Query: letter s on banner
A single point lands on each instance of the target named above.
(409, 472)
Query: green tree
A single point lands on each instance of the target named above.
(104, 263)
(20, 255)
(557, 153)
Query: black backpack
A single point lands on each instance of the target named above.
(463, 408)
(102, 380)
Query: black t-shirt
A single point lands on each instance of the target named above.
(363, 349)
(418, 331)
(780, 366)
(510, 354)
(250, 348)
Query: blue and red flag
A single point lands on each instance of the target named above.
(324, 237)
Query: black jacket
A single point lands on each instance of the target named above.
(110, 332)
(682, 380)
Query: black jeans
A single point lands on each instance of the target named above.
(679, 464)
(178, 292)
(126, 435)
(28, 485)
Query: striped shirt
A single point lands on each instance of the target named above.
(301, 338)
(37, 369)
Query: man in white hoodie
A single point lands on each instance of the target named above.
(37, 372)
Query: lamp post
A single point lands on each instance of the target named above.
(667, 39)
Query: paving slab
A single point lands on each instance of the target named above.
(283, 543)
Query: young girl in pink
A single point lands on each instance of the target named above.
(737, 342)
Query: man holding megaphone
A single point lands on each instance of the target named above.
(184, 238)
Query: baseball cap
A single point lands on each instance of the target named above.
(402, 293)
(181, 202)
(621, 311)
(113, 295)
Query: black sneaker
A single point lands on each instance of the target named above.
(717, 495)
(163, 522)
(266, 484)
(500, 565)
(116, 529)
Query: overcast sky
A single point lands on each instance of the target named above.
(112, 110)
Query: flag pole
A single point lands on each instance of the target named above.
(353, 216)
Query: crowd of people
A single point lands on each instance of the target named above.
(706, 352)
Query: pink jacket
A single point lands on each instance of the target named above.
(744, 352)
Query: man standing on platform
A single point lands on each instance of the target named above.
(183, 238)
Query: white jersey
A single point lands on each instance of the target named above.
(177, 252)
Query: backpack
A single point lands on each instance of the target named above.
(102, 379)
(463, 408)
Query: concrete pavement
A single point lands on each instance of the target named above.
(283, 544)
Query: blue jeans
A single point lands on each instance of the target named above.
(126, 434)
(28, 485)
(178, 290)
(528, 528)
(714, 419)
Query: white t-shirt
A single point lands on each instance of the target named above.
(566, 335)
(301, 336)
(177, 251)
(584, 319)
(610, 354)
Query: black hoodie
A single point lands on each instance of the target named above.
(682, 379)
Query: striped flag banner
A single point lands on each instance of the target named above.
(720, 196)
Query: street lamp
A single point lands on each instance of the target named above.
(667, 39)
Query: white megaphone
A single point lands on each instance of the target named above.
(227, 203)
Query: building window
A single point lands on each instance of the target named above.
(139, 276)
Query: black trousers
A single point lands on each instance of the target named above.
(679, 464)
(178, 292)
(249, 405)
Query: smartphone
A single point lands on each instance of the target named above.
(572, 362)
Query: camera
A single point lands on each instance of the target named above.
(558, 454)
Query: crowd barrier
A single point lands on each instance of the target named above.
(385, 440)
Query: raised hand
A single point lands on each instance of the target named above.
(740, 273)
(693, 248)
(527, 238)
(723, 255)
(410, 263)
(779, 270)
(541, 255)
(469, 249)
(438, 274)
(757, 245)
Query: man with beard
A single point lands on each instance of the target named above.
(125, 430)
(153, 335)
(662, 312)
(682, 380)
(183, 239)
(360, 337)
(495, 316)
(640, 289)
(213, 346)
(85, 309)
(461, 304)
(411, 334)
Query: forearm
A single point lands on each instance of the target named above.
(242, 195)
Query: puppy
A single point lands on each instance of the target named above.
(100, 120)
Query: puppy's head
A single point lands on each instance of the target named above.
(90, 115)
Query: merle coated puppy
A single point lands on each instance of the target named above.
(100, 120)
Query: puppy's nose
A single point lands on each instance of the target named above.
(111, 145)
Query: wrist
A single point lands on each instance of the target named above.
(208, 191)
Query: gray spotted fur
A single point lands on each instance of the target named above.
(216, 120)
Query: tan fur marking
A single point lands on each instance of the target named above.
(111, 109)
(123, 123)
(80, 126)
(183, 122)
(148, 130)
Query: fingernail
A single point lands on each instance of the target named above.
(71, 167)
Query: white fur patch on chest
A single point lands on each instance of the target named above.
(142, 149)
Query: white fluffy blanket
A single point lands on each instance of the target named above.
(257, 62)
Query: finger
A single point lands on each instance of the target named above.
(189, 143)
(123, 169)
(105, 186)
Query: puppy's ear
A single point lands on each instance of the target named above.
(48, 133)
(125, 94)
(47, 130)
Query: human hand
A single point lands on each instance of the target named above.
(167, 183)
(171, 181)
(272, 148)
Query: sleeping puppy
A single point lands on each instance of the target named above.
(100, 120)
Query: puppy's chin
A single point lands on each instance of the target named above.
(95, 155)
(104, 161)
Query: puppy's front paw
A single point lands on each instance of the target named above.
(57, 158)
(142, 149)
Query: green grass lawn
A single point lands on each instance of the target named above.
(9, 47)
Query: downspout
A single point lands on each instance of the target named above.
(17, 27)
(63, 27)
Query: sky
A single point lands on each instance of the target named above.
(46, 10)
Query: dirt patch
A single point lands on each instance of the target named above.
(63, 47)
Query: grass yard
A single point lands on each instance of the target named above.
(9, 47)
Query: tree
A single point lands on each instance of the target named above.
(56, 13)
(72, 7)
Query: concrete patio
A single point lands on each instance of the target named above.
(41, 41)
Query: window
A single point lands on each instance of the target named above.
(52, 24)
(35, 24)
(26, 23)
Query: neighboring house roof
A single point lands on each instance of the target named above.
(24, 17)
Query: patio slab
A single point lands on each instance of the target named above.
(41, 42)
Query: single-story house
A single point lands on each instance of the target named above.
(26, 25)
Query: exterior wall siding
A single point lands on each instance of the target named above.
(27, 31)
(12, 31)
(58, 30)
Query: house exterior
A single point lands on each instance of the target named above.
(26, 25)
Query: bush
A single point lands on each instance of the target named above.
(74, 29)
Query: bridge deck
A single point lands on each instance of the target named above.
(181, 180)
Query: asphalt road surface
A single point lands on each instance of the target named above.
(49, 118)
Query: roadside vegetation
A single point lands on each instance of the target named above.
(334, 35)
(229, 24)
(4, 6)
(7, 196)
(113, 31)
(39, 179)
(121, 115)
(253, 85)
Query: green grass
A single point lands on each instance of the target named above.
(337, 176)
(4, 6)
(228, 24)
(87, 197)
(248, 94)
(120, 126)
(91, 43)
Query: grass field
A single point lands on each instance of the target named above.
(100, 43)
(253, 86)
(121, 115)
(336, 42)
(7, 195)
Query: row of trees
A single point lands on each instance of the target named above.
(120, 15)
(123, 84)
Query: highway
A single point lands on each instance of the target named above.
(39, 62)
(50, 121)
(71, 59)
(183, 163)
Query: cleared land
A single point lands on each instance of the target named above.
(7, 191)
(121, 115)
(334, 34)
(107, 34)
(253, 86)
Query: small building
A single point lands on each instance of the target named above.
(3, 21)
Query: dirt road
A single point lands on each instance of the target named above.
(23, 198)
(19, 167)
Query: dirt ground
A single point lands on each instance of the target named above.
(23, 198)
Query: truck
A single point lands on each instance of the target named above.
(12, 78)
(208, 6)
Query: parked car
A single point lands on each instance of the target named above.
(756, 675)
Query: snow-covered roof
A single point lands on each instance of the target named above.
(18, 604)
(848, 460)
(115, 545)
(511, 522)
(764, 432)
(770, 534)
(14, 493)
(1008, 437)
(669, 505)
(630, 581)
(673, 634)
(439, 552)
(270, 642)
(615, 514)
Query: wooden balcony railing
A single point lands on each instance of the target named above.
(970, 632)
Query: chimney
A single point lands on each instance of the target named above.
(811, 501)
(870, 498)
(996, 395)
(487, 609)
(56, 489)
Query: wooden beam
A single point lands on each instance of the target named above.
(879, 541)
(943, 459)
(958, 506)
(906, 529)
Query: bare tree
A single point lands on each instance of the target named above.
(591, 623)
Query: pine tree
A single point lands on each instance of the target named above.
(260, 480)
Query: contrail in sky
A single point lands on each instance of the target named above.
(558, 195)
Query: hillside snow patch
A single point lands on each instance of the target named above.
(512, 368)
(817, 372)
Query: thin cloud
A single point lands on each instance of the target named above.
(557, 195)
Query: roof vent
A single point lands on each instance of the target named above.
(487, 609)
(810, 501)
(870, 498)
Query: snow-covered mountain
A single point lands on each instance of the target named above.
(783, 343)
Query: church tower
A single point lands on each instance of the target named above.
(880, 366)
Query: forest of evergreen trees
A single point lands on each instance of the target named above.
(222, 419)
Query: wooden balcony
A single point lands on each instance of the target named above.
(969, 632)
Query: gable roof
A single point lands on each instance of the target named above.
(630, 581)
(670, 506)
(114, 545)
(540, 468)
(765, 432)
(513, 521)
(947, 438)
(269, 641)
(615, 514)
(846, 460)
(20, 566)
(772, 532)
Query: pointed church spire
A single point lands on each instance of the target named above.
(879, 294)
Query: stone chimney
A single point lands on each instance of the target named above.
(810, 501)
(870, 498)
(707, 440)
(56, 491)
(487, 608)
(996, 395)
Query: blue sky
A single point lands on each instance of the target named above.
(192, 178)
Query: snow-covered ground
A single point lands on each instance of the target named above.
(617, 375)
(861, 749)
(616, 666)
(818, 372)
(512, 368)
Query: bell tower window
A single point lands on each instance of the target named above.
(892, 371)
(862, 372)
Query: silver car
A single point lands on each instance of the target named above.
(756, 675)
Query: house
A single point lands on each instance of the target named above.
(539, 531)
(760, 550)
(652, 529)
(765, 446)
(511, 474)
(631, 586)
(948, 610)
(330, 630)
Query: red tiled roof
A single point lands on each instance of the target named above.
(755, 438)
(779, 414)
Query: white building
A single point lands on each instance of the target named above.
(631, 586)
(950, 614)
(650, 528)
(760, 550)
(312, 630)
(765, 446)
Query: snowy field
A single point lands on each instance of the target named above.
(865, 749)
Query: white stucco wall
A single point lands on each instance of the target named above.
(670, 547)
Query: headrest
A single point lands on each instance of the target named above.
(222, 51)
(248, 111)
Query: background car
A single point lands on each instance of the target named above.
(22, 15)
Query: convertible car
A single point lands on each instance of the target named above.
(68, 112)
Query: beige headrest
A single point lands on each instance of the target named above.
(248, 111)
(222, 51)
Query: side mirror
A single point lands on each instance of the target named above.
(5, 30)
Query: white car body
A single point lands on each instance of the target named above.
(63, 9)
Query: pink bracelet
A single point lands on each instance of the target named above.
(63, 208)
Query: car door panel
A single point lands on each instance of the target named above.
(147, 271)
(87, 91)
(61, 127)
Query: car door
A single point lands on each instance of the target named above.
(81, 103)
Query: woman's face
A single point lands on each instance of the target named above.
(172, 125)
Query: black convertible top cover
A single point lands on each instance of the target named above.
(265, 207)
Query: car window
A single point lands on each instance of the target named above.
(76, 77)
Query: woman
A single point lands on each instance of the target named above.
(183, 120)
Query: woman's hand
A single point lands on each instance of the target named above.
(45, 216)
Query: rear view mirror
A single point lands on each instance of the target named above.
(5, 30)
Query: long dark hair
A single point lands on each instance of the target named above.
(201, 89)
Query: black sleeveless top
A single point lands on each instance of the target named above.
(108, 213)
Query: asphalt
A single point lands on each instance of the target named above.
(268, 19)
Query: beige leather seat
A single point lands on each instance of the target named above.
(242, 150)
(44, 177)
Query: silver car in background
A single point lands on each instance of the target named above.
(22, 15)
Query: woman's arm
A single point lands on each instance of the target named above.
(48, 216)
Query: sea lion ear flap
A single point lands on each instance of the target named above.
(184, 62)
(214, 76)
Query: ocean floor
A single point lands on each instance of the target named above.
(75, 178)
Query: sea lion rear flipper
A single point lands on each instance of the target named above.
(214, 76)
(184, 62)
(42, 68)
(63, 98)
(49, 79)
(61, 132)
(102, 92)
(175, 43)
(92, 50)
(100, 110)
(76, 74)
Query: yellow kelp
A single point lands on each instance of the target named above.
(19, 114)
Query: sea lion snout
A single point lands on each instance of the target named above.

★ ★ ★ ★ ★

• Required action
Only the lines from the top of the data through the line that contains "Query: black t-shirt" should be quoted, exactly as they stand.

• Exercise answer
Query: letter s on banner
A single point lands on each instance of the target named above.
(409, 472)
Query: green tree
A single point lands on each instance of the target named above.
(104, 263)
(20, 255)
(557, 153)
Query: black backpack
A single point lands on each instance of the target named above.
(463, 408)
(102, 380)
Query: black t-shirt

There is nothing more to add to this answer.